MATERIALS PROVIDED »
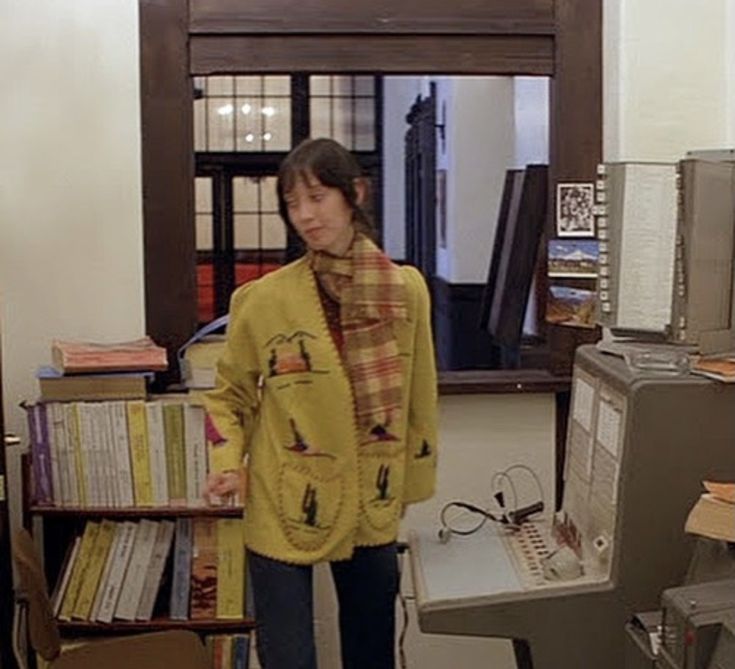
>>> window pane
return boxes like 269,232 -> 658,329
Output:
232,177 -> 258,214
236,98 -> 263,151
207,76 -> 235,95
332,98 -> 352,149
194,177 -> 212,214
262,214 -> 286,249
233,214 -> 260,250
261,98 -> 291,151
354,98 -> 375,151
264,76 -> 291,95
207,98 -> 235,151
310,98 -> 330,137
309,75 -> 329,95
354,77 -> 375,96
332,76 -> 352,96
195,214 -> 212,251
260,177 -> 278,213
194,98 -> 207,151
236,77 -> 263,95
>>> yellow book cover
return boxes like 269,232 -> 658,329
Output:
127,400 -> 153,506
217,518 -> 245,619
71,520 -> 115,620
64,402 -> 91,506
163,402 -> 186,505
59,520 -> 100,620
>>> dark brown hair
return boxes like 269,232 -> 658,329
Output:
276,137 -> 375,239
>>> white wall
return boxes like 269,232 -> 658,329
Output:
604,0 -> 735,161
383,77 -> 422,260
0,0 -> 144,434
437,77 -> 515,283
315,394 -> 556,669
* * *
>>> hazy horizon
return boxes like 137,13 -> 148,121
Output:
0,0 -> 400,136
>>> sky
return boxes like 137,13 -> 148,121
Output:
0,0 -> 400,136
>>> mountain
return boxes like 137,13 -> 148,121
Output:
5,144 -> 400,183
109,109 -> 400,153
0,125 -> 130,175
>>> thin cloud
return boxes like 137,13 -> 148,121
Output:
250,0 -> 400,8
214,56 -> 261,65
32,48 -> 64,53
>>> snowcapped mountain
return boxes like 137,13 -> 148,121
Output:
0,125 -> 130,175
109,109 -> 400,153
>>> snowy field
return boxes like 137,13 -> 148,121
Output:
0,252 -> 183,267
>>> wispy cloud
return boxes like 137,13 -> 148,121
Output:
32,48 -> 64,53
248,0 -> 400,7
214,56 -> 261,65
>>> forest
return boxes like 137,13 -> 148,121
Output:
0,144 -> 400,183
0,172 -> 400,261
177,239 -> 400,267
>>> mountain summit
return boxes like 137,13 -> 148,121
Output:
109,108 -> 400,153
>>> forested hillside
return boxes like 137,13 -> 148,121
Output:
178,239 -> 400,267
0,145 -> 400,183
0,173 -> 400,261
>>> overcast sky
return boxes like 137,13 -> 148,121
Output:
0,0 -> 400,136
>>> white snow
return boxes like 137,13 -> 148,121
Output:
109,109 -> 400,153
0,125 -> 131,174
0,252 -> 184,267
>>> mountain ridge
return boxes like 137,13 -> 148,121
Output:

TASK STATEMENT » Pull out every line in the records above that contains the string "mountain", matching case exactly.

WRITTEN RESPONSE »
>>> mountain
>>> snowcapped mountain
>>> mountain summit
>>> mountain ridge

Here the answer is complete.